Excerpts from point annotation data:

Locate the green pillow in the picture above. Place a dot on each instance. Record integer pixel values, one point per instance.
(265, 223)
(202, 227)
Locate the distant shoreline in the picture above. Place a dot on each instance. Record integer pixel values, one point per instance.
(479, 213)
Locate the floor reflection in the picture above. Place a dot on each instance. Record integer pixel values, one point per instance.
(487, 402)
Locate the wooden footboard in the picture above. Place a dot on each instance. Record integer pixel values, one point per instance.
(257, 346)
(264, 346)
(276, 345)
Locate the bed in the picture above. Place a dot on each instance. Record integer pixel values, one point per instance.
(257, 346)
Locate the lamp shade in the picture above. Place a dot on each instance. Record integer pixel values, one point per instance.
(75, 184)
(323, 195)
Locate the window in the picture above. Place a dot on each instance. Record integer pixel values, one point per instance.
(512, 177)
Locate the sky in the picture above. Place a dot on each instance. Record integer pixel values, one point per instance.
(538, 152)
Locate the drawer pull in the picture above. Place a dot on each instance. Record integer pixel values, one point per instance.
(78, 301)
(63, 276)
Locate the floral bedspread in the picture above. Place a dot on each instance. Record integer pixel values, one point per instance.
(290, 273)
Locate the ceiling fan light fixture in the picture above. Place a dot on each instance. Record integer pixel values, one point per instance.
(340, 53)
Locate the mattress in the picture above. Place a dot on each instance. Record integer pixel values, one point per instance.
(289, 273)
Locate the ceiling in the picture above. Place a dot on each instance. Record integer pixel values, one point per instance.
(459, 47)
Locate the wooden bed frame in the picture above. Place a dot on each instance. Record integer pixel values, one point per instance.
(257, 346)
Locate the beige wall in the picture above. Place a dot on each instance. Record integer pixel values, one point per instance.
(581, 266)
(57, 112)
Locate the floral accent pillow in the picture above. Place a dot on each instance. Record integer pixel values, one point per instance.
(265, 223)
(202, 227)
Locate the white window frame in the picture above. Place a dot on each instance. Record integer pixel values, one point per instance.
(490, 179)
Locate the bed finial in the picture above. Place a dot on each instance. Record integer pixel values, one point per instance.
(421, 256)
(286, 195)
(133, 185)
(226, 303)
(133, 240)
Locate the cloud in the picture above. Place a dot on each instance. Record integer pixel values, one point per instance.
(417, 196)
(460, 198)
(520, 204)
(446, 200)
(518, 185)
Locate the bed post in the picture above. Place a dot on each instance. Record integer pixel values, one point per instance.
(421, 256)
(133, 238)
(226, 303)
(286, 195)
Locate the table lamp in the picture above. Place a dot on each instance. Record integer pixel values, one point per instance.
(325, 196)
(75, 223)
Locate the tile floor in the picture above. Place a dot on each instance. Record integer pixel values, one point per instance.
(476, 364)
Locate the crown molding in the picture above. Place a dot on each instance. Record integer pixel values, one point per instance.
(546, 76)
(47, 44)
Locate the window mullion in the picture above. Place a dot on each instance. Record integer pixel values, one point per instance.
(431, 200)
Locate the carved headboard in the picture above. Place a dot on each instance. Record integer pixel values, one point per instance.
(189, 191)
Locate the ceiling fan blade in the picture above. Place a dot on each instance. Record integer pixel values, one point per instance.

What the exercise asks:
Every entry should be printed again exactly as written.

Response:
Locate the green pillow in the picture above. Place a dot on each instance. Record integer pixel values, one point per instance.
(265, 223)
(202, 227)
Locate the distant shoreline in the picture above. Place a dot on each instance. Record integer pixel values, one point per instance.
(479, 213)
Locate the floor reflection in the picture above. Place a dot on each instance. Record integer pixel values, one point per instance.
(487, 402)
Locate the wooden footboard in the picture above. Place a dot on each instance. Record integer pixel values, one point per instance.
(257, 346)
(264, 346)
(276, 345)
Locate the bed in the picture above. Place a dot on each instance. Record integer pixel values, one point per instance.
(257, 346)
Locate the lamp shade in the picture above. Place a dot on each instance. Record integer pixel values, one point per instance.
(75, 184)
(323, 195)
Locate the window in the picture above. Place a dot on each instance. Record integer pixel values, one point per instance.
(512, 177)
Locate the sky in the picture above. Place a dot on each instance. Record integer pixel values, one point per instance.
(538, 152)
Locate the drawer pull in the picture above. Place a dot on each instance. Record integer pixel values, one point per instance.
(78, 301)
(63, 276)
Locate the floral bedspread in the picture above. Place a dot on each instance. Record integer pixel values, one point per instance.
(290, 273)
Locate the ceiling fan light fixture in the picture above. Place a dot on each instance. Record integer pixel values, one point per instance.
(340, 53)
Locate the mattress in the picture above. Place a dot on each instance. Record integer pixel values, one point per instance.
(289, 273)
Locate the ceiling in the picture above. Place a dot on each instance. Record integer pixel values, one point per instance.
(459, 47)
Locate the wooden bed frame in the picture above. Place a dot on each instance. Record integer pixel values, one point per instance.
(257, 346)
Locate the beige wall in the picture above. Place a dot on each instance. Record integer pixel values, one point per instance.
(581, 266)
(57, 112)
Locate the floral accent pillow in the picture above. Place a dot on each instance. Record integer pixel values, one point per instance.
(265, 223)
(202, 227)
Locate the white window frame in the picture above. Place a dot on each instance. Record integer pixel values, one point per instance.
(490, 179)
Locate the bed finial in the picture above. Place a dot on each instance. Record integer pixel values, one point per instance.
(421, 256)
(286, 195)
(133, 185)
(226, 303)
(133, 240)
Locate the cloud in the picture above. Place a dot on each instance. Record integer pixel values, one point per instance.
(417, 196)
(460, 198)
(520, 204)
(446, 200)
(518, 185)
Locate the bed post in the picture above. Place a dot on each instance. Record integer pixel values, one point per instance.
(421, 256)
(133, 238)
(226, 303)
(286, 195)
Locate the table lamp in the picture above. Place a dot on each instance. Record integer pixel values, one point per instance.
(325, 196)
(75, 223)
Locate the tile floor in the picture above. Place a dot on each instance. Record integer pixel values, one point per instance.
(476, 364)
Locate the crown molding in the picture above. Place a dot on each instance. Record integer pixel values, one point per instance.
(546, 76)
(47, 44)
Locate the window mullion in the picture above. Place a dot on each instance. Record integer pixel values, one point per instance.
(431, 200)
Locate the carved headboard in the picture above. Place a dot on each instance. Record integer pixel values, one point per instance.
(189, 191)
Locate the ceiling fan blade in the picture above. Place a dot on each instance. Record integer pixel values, one point per instance.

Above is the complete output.